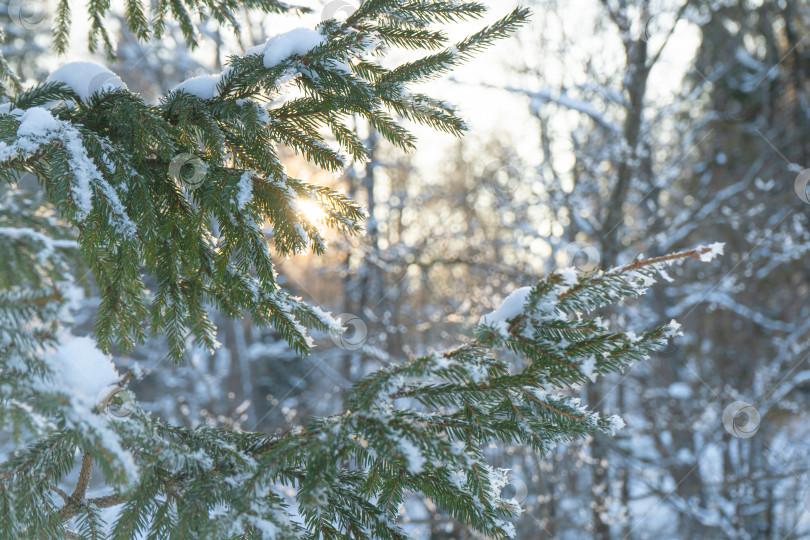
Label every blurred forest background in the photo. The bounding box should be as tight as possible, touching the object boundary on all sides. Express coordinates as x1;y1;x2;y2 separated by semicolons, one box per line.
2;0;809;537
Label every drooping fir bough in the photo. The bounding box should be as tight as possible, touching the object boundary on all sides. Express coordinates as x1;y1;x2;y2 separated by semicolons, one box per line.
0;1;724;538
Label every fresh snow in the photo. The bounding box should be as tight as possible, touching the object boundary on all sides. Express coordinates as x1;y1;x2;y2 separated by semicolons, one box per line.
698;242;725;262
496;520;517;539
0;103;21;115
559;266;579;285
399;438;425;474
479;286;532;328
450;469;467;489
664;319;683;337
46;62;127;102
38;332;142;486
308;303;344;334
659;268;674;282
17;107;61;135
172;74;222;99
248;28;326;68
625;331;642;343
44;335;120;403
606;415;626;435
486;466;510;502
236;170;255;209
581;355;598;382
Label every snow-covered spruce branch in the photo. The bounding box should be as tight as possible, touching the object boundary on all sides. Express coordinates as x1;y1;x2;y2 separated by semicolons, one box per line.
2;245;722;538
0;4;529;362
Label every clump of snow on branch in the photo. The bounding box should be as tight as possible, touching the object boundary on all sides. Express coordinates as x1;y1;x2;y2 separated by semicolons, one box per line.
559;266;579;285
46;62;127;102
309;303;344;334
34;334;140;485
0;226;76;264
479;286;532;334
665;319;683;337
496;520;517;539
399;438;425;474
236;170;255;209
246;28;326;68
697;242;725;262
170;28;324;102
605;415;626;435
172;74;222;99
42;335;120;407
581;354;598;382
16;107;62;135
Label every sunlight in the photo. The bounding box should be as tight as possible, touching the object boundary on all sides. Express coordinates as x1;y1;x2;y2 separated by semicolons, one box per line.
297;199;327;225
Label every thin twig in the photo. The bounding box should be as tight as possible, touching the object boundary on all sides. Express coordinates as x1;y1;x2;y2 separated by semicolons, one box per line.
88;493;127;508
50;484;70;502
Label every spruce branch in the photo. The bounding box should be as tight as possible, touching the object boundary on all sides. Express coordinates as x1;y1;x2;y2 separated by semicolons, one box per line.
57;453;94;522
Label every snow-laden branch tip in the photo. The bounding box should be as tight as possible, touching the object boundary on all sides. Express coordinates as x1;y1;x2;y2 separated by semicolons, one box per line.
479;244;725;338
0;107;137;238
664;319;683;337
171;28;325;100
605;414;625;435
612;243;726;274
696;242;725;262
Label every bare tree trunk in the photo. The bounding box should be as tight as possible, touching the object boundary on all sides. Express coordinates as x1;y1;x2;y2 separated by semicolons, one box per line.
592;13;651;537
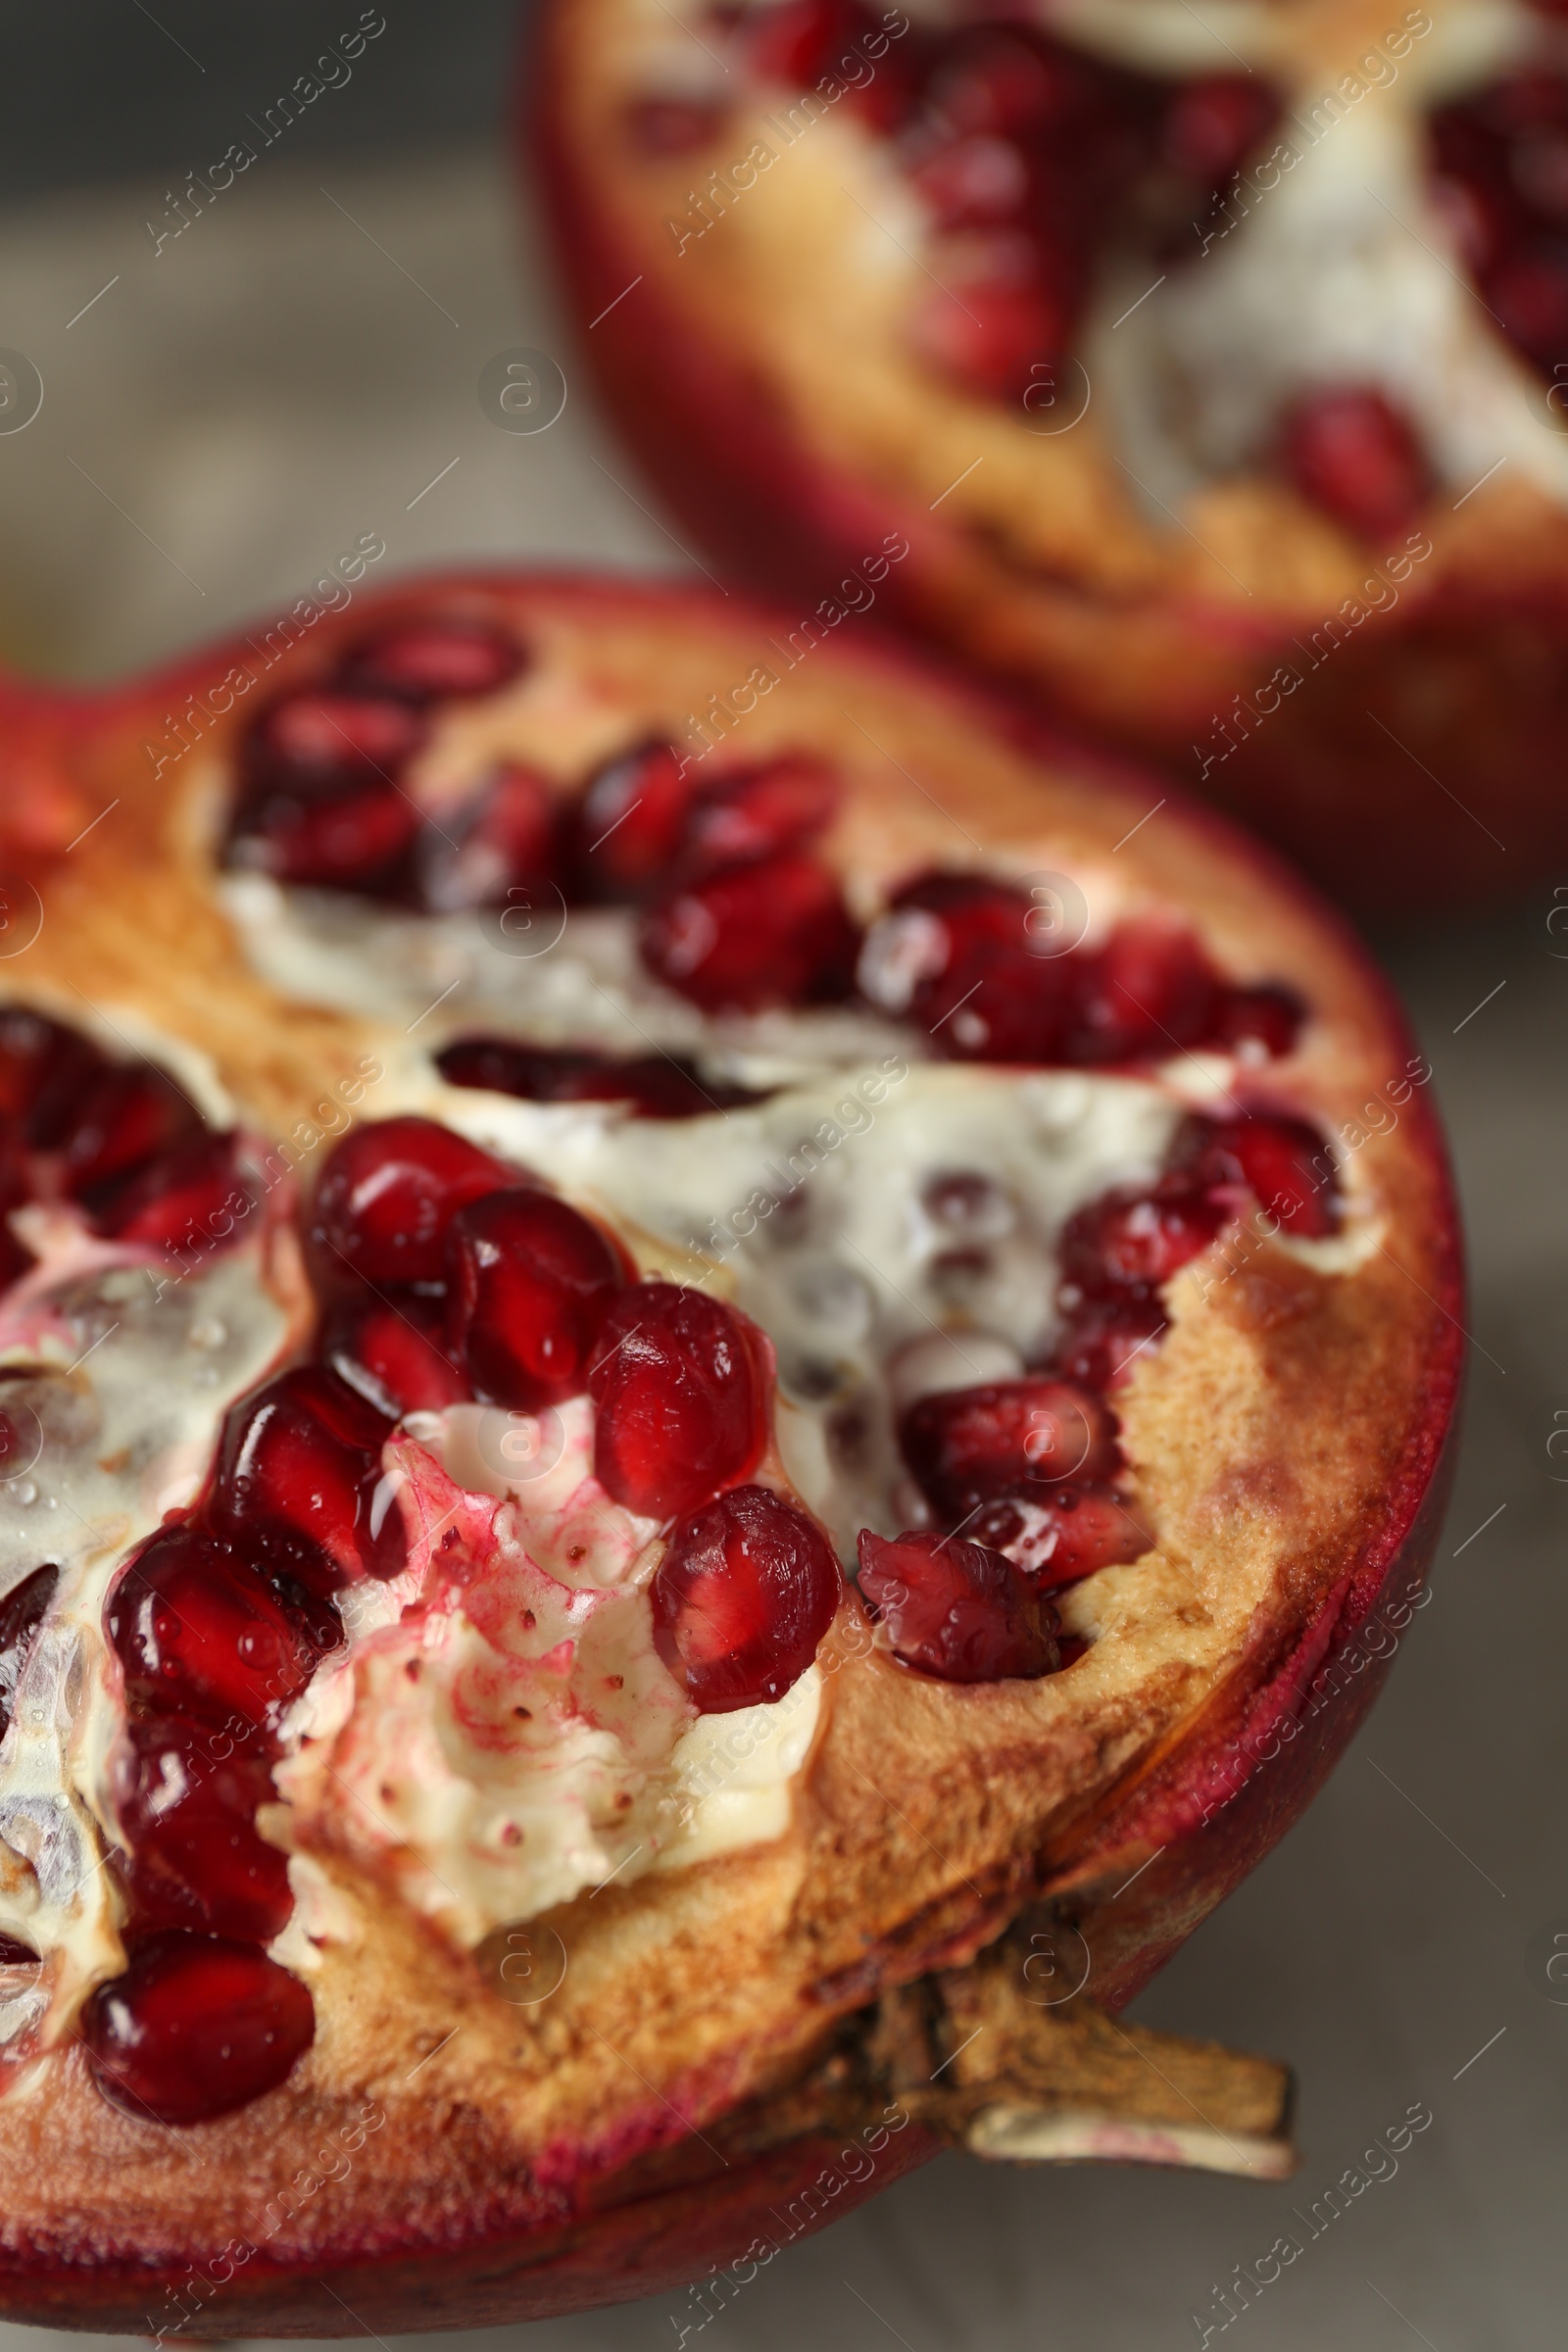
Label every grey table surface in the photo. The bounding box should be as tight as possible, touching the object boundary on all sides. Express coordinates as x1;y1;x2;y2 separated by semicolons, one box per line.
0;135;1562;2352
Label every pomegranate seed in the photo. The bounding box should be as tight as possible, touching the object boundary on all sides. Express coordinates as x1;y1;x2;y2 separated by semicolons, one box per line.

○ ○ ○ ○ ○

Exercise: Every line from the line containing "Label every spruce" through the last line above is to be printed exactly. Pictures are not copied.

Response below:
Label every spruce branch in the photo. The bounding box should be as tight as possible, touching the object boundary on all sides. Express coordinates as x1;y1;x2;y2 separated by semicolons, one box per line.
57;453;94;522
Label every snow-laden branch tip in the photo. The bounding box should be as tight as possible, touching the object boundary on all sides. Express coordinates as x1;y1;x2;y2 separated by semicolons, one box per line.
479;244;725;338
0;107;137;238
664;319;683;337
171;28;325;100
605;414;625;435
612;243;726;274
696;242;725;262
Label every bare tree trunk in the photo. The bounding box should be as tight as possible, touching the object boundary on all sides. Express coordinates as x1;y1;x2;y2 separated by semicolons, one box per line.
592;13;651;537
Label every grey table surface in the photo. The bounding box should be as tight as possible, touching the object boundary on all sides. Express coordinates as x1;y1;x2;y2 separated by semicolons, one box per line.
0;135;1562;2352
Label every pomegranate seed in the photo. The bounding box should be as tight as possible, touching the object boundary on all sides. Express coordinates as x1;y1;x2;y2 separated by semicolons, one box per line.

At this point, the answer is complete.